** WHAT TO WORK ON **
Could you copy out all the lines in the material below where the word "Target" occurs?

** EXERCISE MATERIAL **
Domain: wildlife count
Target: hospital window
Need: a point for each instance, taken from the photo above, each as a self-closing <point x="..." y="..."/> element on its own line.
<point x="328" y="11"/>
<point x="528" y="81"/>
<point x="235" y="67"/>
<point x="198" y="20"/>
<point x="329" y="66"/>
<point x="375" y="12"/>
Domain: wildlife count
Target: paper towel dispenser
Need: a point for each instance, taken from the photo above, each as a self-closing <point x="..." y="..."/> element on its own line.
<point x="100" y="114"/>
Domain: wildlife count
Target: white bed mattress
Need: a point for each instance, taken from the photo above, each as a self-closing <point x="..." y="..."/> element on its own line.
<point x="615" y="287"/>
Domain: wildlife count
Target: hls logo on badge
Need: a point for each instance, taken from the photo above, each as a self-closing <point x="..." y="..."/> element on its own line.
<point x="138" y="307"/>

...

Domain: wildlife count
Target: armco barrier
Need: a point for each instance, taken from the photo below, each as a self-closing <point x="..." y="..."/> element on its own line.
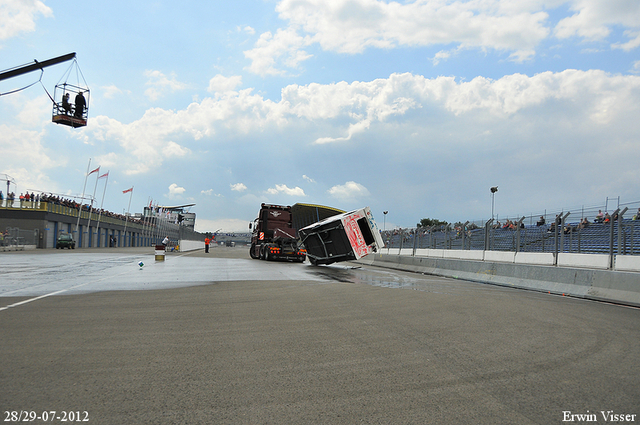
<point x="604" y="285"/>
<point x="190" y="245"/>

** WRITTEN REPLY **
Target: hospital window
Target: paper towel dispenser
Target: white bed mattress
Target: hls logo on badge
Target: armco barrier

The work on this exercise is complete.